Given instruction 1
Rescale the entries below from the line containing "Please identify the white upper" through the end of the entries, reproducing every line, requests included. Multiply each coordinate in the answers by 1.7 and round to whole numbers, with halves rounded up, but leave the requests and their format samples unchanged.

[snmp] snmpv3 context receiver thread destroyed

Andrew Chandler andy at riftware.com
Tue May 8 15:00:01 BST 2007


You might want to try the code from cvs then because I think that bug was
fixed after the release available for download.
 

-----Original Message-----
From: snmp-bounces at snmp.westhawk.co.uk
[mailto:snmp-bounces at snmp.westhawk.co.uk] On Behalf Of Josh Bers
Sent: Tuesday, May 08, 2007 1:34 PM
To: 'List for discussion of the Westhawk SNMP stack'
Subject: RE: [snmp] snmpv3 context receiver thread destroyed

Birgit,

I tried using the latest code from sourceforge, however, the problem still
appears. Strangely the first test fails (remote host not reachable then
reachable). If I run a subsequent test in the same JVM it succeeds. Is the
timeline /authentication info cached separately from contexts? If so that
might explain why only the first test fails (since the subsequent ones don't
have to send discovery PDU's).

I looked at some of the email archives and found a problem that sounds
related. There is a problem with transmitters not getting cleaned up when an
exception is thrown by discovery pdu (which is the case since it times out,
right?). I am including the email. Was this ever fixed in the code?

Thanks,

Josh

> -----Original Message-----
> From: snmp-bounces at snmp.westhawk.co.uk 
> [mailto:snmp-bounces at snmp.westhawk.co.uk] On Behalf Of Birgit 
> Arkesteijn
> Sent: Wednesday, April 04, 2007 10:56 AM
> To: List for discussion of the Westhawk SNMP stack
> Subject: Re: [snmp] snmpv3 context receiver thread destroyed
> 
> 
> Hi Josh,
> 
> I don't have much time now, so just a quick answer:
> 
> In your debug output:
> The lines:
> 4298: snmp.stack.SnmpContextv3.addPdu(): msgId=57, Pdu reqId=57
> 4304: snmp.stack.SnmpContextv3.addPdu(): msgId=58, Pdu reqId=58
> 
> are the last where 'addPdu()' is called.

(Named-object pointing entries)
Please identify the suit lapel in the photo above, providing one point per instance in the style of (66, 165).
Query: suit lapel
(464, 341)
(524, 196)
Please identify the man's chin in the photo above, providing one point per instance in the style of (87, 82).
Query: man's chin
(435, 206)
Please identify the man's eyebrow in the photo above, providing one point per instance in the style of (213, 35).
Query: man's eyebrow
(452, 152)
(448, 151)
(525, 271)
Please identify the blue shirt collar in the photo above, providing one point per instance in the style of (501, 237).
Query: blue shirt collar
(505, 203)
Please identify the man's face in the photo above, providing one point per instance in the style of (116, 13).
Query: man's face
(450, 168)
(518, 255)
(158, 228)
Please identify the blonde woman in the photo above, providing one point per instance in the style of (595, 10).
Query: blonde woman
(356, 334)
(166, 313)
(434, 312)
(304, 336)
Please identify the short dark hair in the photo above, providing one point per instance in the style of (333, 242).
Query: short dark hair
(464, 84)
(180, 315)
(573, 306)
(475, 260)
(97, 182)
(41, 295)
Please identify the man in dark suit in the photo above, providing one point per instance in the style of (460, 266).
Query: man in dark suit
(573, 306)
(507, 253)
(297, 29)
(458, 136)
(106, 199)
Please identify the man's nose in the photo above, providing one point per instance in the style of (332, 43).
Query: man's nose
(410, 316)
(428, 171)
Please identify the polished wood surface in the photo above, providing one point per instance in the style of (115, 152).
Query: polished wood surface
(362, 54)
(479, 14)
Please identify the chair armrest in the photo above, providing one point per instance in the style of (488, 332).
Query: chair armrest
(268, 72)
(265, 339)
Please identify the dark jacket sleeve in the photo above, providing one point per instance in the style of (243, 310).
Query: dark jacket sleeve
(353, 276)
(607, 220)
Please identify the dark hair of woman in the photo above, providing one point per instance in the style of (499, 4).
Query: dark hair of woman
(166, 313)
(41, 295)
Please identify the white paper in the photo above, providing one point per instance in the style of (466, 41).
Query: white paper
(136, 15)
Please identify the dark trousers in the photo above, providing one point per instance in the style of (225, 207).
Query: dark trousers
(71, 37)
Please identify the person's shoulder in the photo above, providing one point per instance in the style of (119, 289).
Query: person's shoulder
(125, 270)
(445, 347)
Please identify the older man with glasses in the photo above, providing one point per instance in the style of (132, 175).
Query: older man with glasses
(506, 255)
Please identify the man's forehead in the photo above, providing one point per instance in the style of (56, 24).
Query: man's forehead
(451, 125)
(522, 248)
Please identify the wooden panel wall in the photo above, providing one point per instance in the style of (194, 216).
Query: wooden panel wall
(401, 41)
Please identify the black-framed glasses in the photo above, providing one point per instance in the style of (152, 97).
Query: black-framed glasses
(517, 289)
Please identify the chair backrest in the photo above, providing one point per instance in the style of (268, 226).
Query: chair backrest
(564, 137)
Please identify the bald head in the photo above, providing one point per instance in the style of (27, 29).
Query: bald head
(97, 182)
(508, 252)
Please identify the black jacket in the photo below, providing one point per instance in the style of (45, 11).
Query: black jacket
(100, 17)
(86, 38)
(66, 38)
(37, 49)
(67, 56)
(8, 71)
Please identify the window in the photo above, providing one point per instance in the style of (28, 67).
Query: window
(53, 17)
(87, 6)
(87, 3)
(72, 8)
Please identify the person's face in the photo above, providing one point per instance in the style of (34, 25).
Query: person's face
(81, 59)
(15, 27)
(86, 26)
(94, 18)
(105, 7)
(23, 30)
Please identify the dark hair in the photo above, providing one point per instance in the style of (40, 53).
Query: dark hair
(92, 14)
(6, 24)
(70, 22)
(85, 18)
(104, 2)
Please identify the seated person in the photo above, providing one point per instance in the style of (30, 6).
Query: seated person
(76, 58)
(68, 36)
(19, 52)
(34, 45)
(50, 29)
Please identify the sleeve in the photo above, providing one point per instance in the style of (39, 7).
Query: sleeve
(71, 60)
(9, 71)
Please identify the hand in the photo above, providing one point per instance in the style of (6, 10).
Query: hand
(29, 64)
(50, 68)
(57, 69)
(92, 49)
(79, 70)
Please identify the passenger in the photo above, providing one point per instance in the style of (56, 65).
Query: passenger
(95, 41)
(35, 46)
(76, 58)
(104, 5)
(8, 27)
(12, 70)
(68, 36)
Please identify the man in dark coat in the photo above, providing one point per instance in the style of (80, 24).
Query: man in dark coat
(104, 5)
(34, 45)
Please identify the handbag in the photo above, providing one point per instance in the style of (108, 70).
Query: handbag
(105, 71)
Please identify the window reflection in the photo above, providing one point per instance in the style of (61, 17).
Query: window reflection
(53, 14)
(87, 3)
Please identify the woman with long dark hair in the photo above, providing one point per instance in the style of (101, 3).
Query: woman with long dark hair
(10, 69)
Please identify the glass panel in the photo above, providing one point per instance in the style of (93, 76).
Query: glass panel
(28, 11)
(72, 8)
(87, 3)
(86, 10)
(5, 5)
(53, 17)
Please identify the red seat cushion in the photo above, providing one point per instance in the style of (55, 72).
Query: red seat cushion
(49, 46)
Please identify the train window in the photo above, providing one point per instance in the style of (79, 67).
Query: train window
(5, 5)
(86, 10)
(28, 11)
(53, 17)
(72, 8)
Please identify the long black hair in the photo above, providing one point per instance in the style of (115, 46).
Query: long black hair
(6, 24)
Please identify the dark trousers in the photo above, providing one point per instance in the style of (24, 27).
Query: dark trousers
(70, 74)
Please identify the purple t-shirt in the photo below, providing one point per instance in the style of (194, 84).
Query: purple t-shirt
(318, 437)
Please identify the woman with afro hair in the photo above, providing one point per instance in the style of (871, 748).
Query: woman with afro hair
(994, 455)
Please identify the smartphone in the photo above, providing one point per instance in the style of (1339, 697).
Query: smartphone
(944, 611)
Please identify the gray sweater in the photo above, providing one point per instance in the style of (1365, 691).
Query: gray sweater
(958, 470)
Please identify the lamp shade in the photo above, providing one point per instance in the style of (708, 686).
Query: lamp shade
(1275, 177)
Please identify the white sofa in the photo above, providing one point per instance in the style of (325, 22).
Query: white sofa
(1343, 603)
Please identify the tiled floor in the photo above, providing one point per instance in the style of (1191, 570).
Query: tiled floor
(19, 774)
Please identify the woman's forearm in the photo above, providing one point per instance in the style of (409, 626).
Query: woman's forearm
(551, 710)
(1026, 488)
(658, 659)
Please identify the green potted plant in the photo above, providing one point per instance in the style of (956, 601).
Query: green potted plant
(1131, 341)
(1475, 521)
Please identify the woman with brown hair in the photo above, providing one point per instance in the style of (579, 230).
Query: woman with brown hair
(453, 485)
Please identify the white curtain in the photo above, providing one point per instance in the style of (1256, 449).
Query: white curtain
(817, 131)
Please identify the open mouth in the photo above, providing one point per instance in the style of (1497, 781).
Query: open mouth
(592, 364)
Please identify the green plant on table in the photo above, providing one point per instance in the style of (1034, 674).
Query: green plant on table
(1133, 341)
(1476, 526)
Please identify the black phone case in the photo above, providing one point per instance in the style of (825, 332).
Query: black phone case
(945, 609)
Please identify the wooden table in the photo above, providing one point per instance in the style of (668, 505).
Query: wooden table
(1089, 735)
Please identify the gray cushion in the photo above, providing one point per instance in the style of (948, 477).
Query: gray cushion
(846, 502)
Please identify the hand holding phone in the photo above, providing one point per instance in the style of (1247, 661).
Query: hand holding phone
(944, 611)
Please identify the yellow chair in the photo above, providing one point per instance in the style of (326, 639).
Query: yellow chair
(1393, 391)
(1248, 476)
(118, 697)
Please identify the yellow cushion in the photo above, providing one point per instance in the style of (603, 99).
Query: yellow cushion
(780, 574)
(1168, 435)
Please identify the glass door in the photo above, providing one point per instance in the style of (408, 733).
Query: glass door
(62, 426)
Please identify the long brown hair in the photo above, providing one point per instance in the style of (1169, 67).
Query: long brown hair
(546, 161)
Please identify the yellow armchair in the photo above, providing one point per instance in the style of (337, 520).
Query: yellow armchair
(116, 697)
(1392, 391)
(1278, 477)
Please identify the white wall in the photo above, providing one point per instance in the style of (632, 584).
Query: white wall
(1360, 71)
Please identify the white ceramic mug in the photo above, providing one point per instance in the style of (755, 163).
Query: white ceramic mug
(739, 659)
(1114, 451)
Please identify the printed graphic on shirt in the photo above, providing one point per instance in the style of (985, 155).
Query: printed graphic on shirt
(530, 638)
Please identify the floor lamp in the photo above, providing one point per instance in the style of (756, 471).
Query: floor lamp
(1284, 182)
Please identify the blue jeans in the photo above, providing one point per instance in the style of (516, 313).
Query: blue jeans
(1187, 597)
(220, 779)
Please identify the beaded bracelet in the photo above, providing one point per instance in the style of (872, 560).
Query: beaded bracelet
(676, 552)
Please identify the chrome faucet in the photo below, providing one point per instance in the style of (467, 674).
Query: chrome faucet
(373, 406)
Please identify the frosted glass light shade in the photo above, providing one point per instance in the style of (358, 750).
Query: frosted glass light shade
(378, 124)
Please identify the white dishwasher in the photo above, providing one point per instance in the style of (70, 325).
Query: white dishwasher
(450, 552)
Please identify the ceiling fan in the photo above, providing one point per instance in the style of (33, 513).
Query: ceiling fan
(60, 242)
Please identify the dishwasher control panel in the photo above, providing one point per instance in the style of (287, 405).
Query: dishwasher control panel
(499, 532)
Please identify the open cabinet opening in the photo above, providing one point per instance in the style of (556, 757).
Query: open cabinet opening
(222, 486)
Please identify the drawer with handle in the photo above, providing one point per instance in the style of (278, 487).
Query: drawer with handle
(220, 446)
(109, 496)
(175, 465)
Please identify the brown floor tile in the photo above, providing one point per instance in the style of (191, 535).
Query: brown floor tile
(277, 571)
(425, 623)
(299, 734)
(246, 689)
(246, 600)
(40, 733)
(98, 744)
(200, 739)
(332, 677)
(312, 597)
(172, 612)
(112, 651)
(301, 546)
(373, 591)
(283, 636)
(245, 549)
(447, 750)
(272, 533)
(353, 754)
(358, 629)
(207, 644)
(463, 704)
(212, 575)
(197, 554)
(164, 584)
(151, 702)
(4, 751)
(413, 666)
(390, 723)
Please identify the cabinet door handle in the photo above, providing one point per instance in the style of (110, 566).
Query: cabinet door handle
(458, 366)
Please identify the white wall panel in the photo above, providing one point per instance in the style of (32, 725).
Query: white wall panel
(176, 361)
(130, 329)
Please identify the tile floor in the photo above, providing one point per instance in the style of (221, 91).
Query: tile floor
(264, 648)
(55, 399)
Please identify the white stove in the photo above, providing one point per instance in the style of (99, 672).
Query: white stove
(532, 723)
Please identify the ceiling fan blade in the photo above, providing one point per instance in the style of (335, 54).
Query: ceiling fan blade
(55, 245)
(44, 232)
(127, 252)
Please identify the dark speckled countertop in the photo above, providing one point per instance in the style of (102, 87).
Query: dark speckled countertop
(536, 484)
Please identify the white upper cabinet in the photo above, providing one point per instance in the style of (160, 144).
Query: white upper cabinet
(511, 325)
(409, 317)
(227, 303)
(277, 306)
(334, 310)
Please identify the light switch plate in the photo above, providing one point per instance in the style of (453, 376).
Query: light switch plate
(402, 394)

Given instruction 2
Reproduce the passage of the mailing-list message on the SNMPv3 context receiver thread above from "I tried using" to "send discovery PDU's).", replacing "JVM" with "Java process".

Task response 1
Please identify the white upper cabinet in the photo above, providing one point per instance in the style of (160, 144).
Query: white upper cabinet
(869, 553)
(695, 539)
(386, 515)
(471, 520)
(568, 527)
Please identify the light switch plate in the photo above, providing one point per instance in the style of (453, 376).
Query: light switch plate
(683, 670)

Task response 2
I tried using the latest code from sourceforge, however, the problem still
appears. Strangely the first test fails (remote host not reachable then
reachable). If I run a subsequent test in the same Java process it succeeds. Is the
timeline /authentication info cached separately from contexts? If so that
might explain why only the first test fails (since the subsequent ones don't
have to send discovery PDU's).